- Records for this task
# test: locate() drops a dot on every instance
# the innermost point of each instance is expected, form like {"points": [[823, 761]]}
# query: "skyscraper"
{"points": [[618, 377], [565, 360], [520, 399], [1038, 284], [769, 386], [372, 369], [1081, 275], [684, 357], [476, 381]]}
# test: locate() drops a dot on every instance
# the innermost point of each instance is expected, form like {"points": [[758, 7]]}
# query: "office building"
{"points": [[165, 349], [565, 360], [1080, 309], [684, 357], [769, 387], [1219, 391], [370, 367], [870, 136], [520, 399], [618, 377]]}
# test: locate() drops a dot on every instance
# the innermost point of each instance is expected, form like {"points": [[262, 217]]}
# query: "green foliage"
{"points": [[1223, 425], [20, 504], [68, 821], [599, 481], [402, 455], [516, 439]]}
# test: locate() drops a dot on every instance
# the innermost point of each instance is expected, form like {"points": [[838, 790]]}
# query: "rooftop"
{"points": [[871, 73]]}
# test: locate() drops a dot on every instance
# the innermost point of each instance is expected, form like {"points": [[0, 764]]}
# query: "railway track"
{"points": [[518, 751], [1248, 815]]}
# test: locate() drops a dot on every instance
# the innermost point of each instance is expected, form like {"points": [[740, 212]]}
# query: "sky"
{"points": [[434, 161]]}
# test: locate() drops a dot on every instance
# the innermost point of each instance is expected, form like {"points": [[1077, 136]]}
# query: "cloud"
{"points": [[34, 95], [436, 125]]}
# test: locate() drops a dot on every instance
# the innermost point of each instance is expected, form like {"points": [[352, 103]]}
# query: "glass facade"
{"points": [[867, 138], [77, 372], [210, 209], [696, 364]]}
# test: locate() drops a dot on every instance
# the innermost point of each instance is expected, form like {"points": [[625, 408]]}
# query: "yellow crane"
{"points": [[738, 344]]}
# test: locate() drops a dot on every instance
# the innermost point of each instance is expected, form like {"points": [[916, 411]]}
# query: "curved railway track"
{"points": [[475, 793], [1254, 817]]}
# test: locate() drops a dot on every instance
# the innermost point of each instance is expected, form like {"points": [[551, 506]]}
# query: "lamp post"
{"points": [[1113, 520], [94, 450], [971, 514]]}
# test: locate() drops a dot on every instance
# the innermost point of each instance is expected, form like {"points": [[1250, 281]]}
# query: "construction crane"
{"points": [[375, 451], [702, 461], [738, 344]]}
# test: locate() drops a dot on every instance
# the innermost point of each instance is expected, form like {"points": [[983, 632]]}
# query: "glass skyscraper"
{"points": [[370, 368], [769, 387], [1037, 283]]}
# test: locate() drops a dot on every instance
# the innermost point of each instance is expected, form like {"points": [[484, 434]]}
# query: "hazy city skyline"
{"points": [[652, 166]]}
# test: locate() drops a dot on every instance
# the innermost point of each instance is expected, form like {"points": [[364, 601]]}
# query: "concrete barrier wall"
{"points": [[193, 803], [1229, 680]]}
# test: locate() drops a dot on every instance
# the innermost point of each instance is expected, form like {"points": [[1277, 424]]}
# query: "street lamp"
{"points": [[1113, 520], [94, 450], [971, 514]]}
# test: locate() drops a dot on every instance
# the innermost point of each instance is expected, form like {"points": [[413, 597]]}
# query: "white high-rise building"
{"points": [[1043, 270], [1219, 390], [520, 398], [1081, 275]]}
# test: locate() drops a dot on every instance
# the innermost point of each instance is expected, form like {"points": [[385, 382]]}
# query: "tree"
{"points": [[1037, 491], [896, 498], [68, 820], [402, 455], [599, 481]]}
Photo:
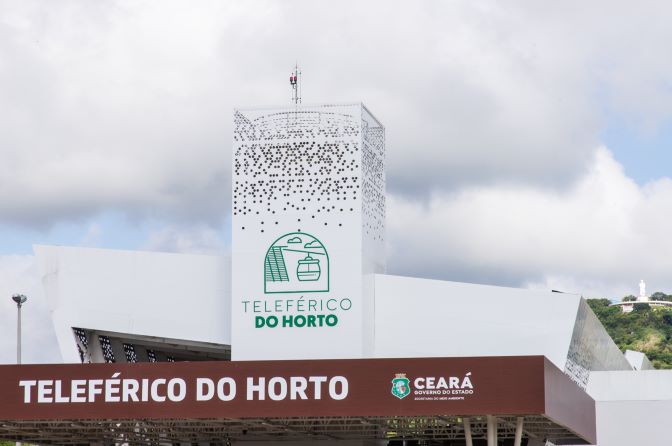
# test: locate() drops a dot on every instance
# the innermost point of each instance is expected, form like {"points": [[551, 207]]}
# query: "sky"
{"points": [[528, 143]]}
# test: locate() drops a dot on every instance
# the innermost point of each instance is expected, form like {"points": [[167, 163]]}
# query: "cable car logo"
{"points": [[296, 263]]}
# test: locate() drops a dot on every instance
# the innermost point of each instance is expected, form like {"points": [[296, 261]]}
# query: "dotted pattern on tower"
{"points": [[308, 163], [373, 184]]}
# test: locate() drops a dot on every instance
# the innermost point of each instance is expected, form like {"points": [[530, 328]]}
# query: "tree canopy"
{"points": [[646, 329]]}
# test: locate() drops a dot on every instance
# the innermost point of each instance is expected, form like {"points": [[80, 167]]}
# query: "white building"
{"points": [[306, 280]]}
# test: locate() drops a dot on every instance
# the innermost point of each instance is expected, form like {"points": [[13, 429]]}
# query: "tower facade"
{"points": [[308, 230]]}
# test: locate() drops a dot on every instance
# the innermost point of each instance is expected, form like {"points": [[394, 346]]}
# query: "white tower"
{"points": [[642, 292], [308, 230]]}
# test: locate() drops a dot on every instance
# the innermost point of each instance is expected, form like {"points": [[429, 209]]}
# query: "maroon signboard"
{"points": [[366, 387]]}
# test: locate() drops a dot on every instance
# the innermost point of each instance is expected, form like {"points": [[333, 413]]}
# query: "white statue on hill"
{"points": [[642, 292]]}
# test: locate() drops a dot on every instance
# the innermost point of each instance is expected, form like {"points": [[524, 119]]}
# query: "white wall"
{"points": [[424, 318], [177, 296], [632, 408]]}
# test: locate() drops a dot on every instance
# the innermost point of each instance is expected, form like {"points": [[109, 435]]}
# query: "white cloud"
{"points": [[188, 240], [127, 106], [600, 236]]}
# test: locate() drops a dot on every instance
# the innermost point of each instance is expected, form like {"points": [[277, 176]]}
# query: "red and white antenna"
{"points": [[295, 82]]}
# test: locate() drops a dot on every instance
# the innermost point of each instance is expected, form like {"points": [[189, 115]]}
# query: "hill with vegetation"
{"points": [[646, 329]]}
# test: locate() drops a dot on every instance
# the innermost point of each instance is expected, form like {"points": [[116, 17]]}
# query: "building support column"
{"points": [[519, 432], [492, 430], [467, 431]]}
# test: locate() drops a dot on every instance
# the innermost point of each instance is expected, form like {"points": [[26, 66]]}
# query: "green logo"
{"points": [[401, 386], [296, 263]]}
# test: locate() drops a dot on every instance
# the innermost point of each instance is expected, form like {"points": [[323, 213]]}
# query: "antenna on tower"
{"points": [[295, 82]]}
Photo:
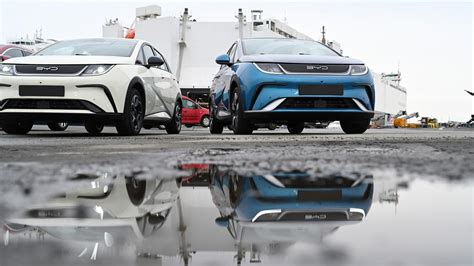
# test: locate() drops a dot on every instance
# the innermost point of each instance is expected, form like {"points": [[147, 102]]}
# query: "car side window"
{"points": [[13, 53], [140, 60], [164, 66], [147, 52], [189, 104], [232, 52]]}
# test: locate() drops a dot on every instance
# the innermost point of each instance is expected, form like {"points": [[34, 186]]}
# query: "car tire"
{"points": [[174, 126], [94, 128], [239, 124], [215, 126], [355, 126], [17, 128], [295, 128], [147, 126], [61, 126], [272, 126], [205, 121], [136, 190], [134, 112]]}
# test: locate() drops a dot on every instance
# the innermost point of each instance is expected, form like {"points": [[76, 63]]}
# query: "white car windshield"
{"points": [[285, 47], [95, 47]]}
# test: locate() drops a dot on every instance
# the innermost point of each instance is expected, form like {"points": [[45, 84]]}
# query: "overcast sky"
{"points": [[431, 40]]}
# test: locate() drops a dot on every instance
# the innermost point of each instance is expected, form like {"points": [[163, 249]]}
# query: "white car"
{"points": [[99, 82]]}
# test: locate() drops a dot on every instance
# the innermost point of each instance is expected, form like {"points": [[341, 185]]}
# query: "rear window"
{"points": [[93, 47]]}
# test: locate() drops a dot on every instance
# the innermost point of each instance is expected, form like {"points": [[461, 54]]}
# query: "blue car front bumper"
{"points": [[277, 97]]}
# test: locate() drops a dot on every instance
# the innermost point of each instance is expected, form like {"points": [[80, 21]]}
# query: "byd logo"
{"points": [[46, 68], [315, 217], [323, 68]]}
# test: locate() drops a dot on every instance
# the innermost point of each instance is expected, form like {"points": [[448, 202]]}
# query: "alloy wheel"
{"points": [[136, 112]]}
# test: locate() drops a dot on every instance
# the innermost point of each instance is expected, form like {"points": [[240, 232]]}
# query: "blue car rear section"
{"points": [[260, 195]]}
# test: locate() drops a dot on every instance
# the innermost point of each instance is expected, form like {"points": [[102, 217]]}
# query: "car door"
{"points": [[193, 112], [169, 84], [188, 115], [222, 81]]}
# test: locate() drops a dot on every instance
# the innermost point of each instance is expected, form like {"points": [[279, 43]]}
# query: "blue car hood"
{"points": [[300, 59]]}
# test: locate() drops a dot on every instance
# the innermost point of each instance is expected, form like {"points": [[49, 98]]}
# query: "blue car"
{"points": [[289, 82], [294, 196]]}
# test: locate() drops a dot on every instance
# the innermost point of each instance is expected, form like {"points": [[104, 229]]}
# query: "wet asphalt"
{"points": [[431, 168]]}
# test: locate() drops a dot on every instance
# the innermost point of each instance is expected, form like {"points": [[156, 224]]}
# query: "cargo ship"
{"points": [[191, 46]]}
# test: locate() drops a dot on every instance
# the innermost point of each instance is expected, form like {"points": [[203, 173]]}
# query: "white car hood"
{"points": [[70, 60]]}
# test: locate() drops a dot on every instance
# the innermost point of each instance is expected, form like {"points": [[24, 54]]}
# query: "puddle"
{"points": [[208, 214]]}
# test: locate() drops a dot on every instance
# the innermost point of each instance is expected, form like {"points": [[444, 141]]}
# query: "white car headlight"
{"points": [[269, 68], [6, 70], [358, 69], [94, 70]]}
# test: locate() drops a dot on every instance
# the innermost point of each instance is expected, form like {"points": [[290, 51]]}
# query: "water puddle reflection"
{"points": [[216, 214]]}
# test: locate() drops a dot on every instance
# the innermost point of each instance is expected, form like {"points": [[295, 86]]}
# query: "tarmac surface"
{"points": [[433, 168]]}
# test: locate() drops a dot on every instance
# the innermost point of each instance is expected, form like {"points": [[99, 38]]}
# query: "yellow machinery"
{"points": [[428, 122], [401, 121]]}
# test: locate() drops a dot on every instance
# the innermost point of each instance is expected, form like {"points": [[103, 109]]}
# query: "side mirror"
{"points": [[223, 60], [4, 57], [222, 221], [154, 61]]}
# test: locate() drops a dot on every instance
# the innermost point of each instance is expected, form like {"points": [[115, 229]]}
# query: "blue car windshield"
{"points": [[95, 47], [285, 47]]}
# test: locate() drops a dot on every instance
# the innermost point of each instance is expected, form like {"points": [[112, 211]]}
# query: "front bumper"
{"points": [[101, 94], [306, 116], [109, 119], [277, 97]]}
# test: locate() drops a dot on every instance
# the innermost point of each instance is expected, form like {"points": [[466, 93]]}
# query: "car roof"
{"points": [[4, 47], [186, 98]]}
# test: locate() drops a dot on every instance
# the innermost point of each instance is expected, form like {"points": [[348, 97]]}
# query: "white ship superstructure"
{"points": [[35, 44], [191, 46]]}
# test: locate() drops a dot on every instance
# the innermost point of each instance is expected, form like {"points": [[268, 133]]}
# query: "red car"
{"points": [[194, 114], [10, 51]]}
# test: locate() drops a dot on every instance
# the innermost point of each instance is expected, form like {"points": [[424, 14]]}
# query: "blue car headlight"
{"points": [[94, 70], [6, 70], [358, 70], [269, 68]]}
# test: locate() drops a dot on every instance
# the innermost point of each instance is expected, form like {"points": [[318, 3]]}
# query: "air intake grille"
{"points": [[50, 104], [49, 69], [315, 68], [329, 103]]}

- Instruction
Which lines in the data contain the word "railway"? Pick out each of them and copy it whole.

- Completed task
# query: "railway track"
# query: "curved railway track"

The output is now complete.